(Image box annotation records)
◇ ◇ ◇ ◇ ◇ ◇ ◇
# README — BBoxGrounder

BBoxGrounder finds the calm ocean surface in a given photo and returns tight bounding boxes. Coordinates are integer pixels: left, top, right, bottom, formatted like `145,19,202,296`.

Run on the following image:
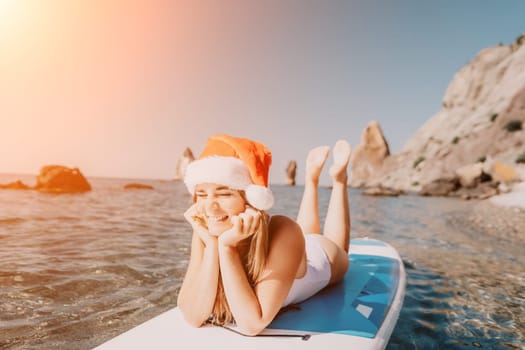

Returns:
0,175,525,349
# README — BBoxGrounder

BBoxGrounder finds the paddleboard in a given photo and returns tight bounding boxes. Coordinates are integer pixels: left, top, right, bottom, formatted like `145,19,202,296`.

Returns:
96,238,406,350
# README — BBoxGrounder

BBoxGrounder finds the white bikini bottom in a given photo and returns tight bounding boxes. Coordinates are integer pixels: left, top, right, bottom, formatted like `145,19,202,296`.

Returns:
283,234,332,307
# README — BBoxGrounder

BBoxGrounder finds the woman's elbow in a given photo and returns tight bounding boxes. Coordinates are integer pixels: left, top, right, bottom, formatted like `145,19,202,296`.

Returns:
179,305,207,328
237,322,269,337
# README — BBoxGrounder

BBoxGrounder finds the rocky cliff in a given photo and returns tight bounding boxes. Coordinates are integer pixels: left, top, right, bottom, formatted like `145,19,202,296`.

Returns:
352,36,525,191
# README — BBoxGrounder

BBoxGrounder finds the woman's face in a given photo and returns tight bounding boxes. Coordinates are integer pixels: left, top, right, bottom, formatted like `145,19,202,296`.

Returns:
195,183,246,236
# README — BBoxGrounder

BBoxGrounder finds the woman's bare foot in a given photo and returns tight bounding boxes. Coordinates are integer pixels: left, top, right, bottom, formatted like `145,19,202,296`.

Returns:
329,140,352,185
305,146,330,184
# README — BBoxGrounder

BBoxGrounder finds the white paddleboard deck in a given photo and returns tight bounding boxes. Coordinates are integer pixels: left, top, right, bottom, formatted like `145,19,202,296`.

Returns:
96,239,406,350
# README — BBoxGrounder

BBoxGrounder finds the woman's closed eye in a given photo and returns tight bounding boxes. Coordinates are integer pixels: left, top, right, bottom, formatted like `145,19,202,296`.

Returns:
217,191,232,197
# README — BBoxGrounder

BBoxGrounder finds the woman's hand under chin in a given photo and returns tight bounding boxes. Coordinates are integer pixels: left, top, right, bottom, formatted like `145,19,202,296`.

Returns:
184,203,217,246
218,207,261,248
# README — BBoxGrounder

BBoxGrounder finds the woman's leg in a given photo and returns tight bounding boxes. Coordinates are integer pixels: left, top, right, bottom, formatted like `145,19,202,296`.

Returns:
297,146,330,234
324,140,352,253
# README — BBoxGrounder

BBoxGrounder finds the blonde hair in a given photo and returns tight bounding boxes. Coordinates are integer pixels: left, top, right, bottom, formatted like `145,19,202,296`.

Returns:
190,191,270,325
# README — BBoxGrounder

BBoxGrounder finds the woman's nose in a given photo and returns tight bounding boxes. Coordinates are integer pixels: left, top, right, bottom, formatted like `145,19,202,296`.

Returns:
205,196,219,210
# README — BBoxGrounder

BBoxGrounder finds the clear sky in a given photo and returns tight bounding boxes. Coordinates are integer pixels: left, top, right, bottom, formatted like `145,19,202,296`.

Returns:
0,0,525,183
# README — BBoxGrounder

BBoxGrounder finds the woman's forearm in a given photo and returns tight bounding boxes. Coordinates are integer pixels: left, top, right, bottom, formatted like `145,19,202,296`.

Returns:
177,241,219,327
219,244,273,335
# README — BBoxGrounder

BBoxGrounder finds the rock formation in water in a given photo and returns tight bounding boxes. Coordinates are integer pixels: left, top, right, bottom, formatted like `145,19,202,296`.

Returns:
350,121,390,187
286,160,297,186
351,35,525,194
35,165,91,193
124,183,154,190
175,147,195,180
0,180,32,190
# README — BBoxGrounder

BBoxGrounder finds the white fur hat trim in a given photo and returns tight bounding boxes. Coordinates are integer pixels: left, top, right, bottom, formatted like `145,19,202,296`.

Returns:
184,156,273,210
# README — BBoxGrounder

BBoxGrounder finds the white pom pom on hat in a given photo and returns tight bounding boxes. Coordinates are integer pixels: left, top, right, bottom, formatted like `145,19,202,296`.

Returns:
184,134,274,210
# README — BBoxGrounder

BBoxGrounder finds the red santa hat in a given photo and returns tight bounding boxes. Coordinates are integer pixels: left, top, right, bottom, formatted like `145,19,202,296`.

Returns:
184,135,273,210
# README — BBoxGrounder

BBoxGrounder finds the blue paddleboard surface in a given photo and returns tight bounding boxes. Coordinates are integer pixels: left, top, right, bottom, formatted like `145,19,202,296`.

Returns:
268,239,401,338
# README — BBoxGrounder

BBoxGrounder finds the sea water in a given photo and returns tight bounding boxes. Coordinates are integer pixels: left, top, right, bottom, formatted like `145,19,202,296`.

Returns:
0,175,525,349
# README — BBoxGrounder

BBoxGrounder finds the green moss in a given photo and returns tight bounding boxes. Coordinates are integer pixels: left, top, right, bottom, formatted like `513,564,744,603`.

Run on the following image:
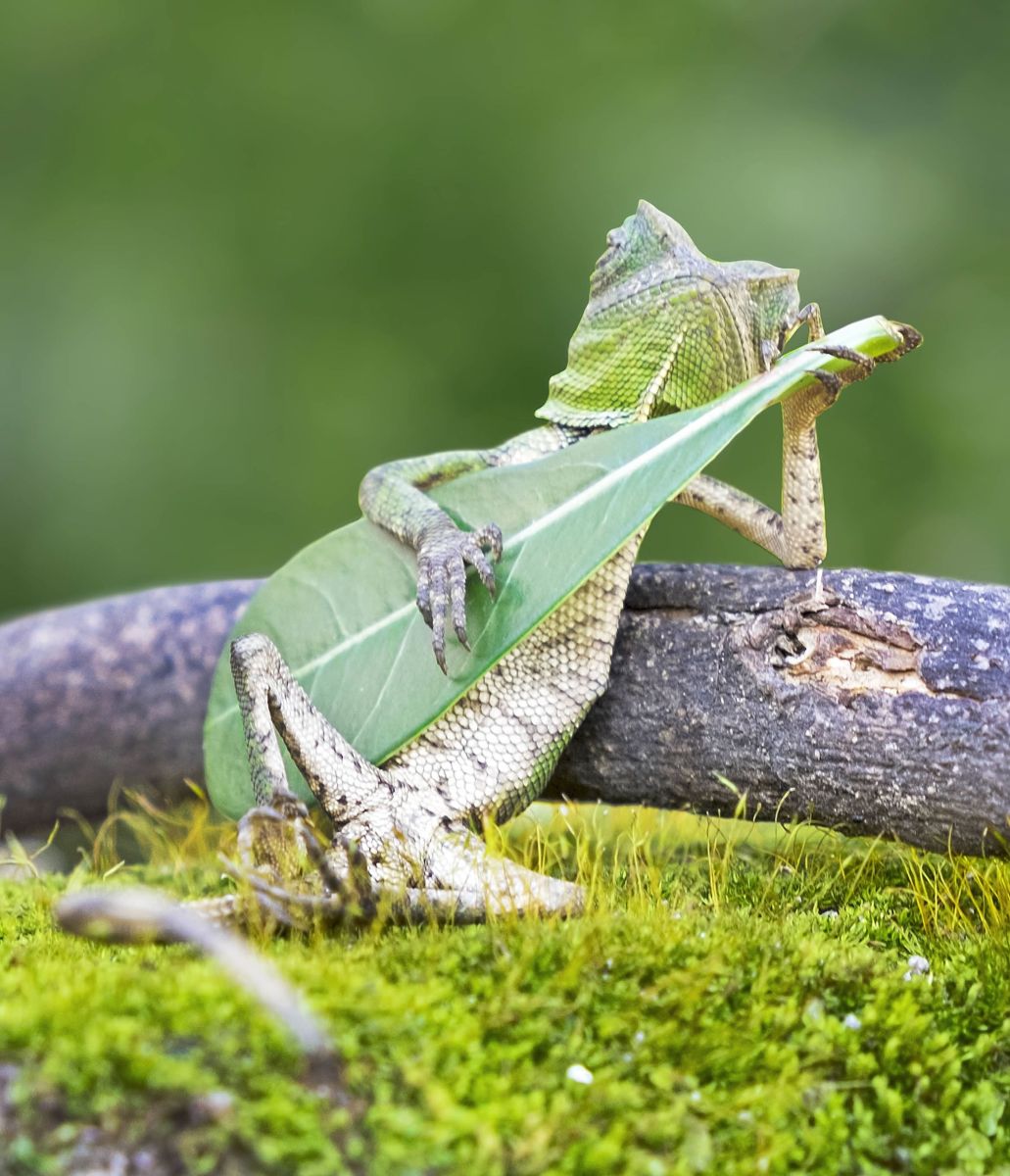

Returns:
0,808,1010,1176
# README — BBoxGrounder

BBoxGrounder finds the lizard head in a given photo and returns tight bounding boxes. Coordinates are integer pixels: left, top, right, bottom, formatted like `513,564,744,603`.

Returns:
536,200,799,428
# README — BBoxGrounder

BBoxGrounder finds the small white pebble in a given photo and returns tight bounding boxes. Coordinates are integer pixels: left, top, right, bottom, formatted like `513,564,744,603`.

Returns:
905,956,929,980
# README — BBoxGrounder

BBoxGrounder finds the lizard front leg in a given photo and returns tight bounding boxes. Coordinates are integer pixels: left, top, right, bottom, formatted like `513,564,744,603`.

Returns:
359,424,576,674
674,302,874,568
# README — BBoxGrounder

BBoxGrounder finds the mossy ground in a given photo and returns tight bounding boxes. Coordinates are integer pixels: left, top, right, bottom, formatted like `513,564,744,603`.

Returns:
0,790,1010,1176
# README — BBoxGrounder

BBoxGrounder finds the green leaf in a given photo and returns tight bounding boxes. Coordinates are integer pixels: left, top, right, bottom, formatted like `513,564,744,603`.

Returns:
204,318,917,817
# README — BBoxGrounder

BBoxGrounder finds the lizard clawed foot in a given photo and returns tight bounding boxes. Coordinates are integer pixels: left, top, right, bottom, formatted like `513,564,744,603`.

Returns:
417,523,502,674
810,346,876,412
239,792,313,878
◇ ◇ ◇ ◇ ◇ ◇ ◇
### PROBLEM STATEMENT
Print all of these records again line for line, leaving out the pictures.

### FINAL RESULT
# README — BBoxGrounder

BBoxGrounder finds the calm ocean surface in a given photo and returns tight bounding boxes. Coordinates are integer pixels: left, top, right, bottom, formatted like `145,19,202,296`.

Run on the following image:

Returns:
0,175,525,349
# README — BBoxGrounder

BBoxGrounder finds the paddleboard in a given photo and returns tight bounding boxes. Coordinates are integer pixels: left, top, right, bottom, formatted like `145,19,202,296`.

Returns:
96,238,406,350
# README — BBoxGrounder

BBoxGrounder finds the white bikini bottom in a given photo and returns tight bounding boxes. Coordinates are integer pixels: left, top, right, bottom, formatted like `145,19,202,296`.

Returns:
283,234,332,307
# README — BBoxGrounder

BBoxGrounder finds the woman's elbow in a given photo and returns tight bounding boxes. Coordinates are integer pixels: left, top, right, bottom, formatted like `145,19,202,296`.

Returns:
179,305,207,328
237,322,269,337
# README — BBoxGrounder

BBoxGrounder finds the rocky cliff in a given photo and returns tight bounding boxes. Coordinates are integer pixels: left, top, right, bottom, formatted like `145,19,202,296`.

Returns:
352,36,525,191
# README — BBoxGrounder

BBoxGrounder finds the woman's face in a given photo and returns tight bounding boxes. Coordinates are integer pixels: left, top, right, bottom, formatted like `145,19,202,296`.

Returns:
195,183,246,236
# README — BBoxGrounder

BBoxGrounder finds the woman's bare foot in a given photo and returns tight bounding boxes. Coordinates are integer pixels: left, top, right, bottom, formatted like `145,19,202,296`.

Returns:
329,140,352,185
305,146,330,184
# README — BBoxGrounder

BBoxGrounder finds the white paddleboard deck in a given photo and returns tight bounding boxes. Coordinates are integer pixels: left, top, right, bottom, formatted like `145,19,202,296`.

Returns:
96,239,406,350
# README — BBoxGrounder

BBoxGrounder finds the woman's closed eye in a given photo and returns tight bounding boxes. Coordinates are integer pixels: left, top, right, bottom, formatted like `145,19,202,296`.

Returns:
217,191,232,197
# README — BBoxGrounder

BBoxGrounder finds the woman's hand under chin in a given photo and returns tight bounding boxes. Coordinates are integer pixels: left, top, right, bottom, formatted like `145,19,202,296`.

Returns:
184,203,217,246
218,207,261,248
# README — BBoxGrounder

BBoxGrounder finds the woman's leg in a given photo and returns tight bounding boxes. Coordinates are integer pixels: left, top, right, bottom, formatted like `145,19,202,296`.

Returns:
297,146,330,234
324,140,352,253
# README — BBoxGrounder

BBoxGrounder finds the blonde hair in a given photo and returns tight bounding boxes. Coordinates are integer pixels: left, top, right, bottom, formatted like `145,19,202,296`.

Returns:
190,191,270,325
# README — BBoxGrounder

BBoxGrounder finds the woman's nose in a given photo and returns tight bounding boxes. Coordinates are integer pixels: left, top, right, bottom, formatted like `145,19,202,296`.

Returns:
205,196,219,210
# README — BBoxGrounder

BBoxGrounder finds the clear sky in a given photo and returns tight bounding boxes. Coordinates are integer pixels: left, top, right, bottom, formatted like `145,19,202,296`.

Returns:
0,0,525,183
# README — BBoxGrounder

BBoxGrounder finds the woman's forearm in a given photo and returns tight bounding boxes. Coordinates are integer pixels: left, top, right, bottom, formatted like `145,19,202,296`.

Returns:
177,241,219,327
219,244,273,335
# README — BBoxGrounder

BBoxGrounder finds the rock formation in water in a given photo and returns tight bounding boxes. Coordinates are integer pixels: left, top, right, bottom, formatted like `145,19,202,296`.

Returns:
350,121,390,187
286,160,297,186
351,35,525,194
35,165,91,193
124,183,154,190
175,147,195,180
0,180,32,190
# README — BBoxGrounder

BBoxGrounder finds the white fur hat trim in a given photo and returns tight bounding boxes. Coordinates are integer pixels: left, top, right, bottom, formatted like `145,19,202,296`.

Returns:
184,156,273,210
# README — BBoxGrounder

BBoxGrounder finds the white pom pom on hat in a given photo and returns tight bounding boxes. Coordinates are integer pixels: left, top, right, bottom, formatted like `145,19,202,296`.

Returns:
184,134,274,210
# README — BBoxGrounder

BBoxGrounder finds the red santa hat in a given photo and returns tight bounding boxes. Coordinates are integer pixels: left, top, right, bottom, formatted like `145,19,202,296`.

Returns:
184,135,273,210
# README — BBoxGrounder

BBoxGrounder finds the blue paddleboard surface in a given photo and returns tight bounding boxes. Coordinates are integer pixels: left, top, right, bottom, formatted like `145,19,202,296`.

Returns:
268,239,401,338
# README — BBoxGrounder

BBoxGrounder finds the sea water in a given photo and returns tight bounding boxes. Coordinates are integer pixels: left, top, right, bottom, formatted like `145,19,202,296`.

Returns:
0,175,525,349
# README — BBoxGrounder

BBoxGrounder finds the green moss in a given photo and returns tight bounding boxes. Coordinates are integer pixels: left, top, right, bottom, formatted like `513,564,744,603`.

Run on the following image:

Returns:
0,808,1010,1176
# README — BBoxGrounder

BBoxGrounder finds the lizard head in a given photo and returns tight bounding boxes. Coordinates are integer pixels: left, top, right, bottom, formatted like `513,564,744,603`.

Returns:
536,200,799,428
# README — BBoxGrounder

BBoxGrounder finds the small white pebble in a given photo and returns tight bounding boxes. Coordinates are integer pixels: left, top, right, bottom, formatted like `513,564,744,603`.

Returns:
905,956,929,980
# README — BBoxGrounder

BBoxGrounder finds the lizard front leg in a given photo and returns tight bounding boxes. Coordinates are integer pixels: left, top, right, bottom, formatted like `513,564,744,603`.

Returns:
359,424,576,674
674,302,874,568
# README — BBoxGrounder

BBoxGrounder finds the mossy ground in a given photo and returns tight bounding boxes. Coordinates are integer pixels: left, top, right, bottom, formatted like `513,564,744,603`.

Returns:
0,790,1010,1176
# README — BBoxGrounder

BBoxGrounder finds the green leaf in a given photo and returns tight bounding boxes. Coordinates are integer pixels: left, top, right, bottom, formatted like `513,564,744,603`.

Returns:
204,318,917,817
# README — BBoxGrounder

BBoxGrounder finds the lizard clawed foot in a given photo and returns tight bounding boxes. Coordinates are integer pixels: left, top, right, bottom, formatted like `513,564,744,603`.

Returns:
417,523,502,674
810,346,876,412
239,792,313,878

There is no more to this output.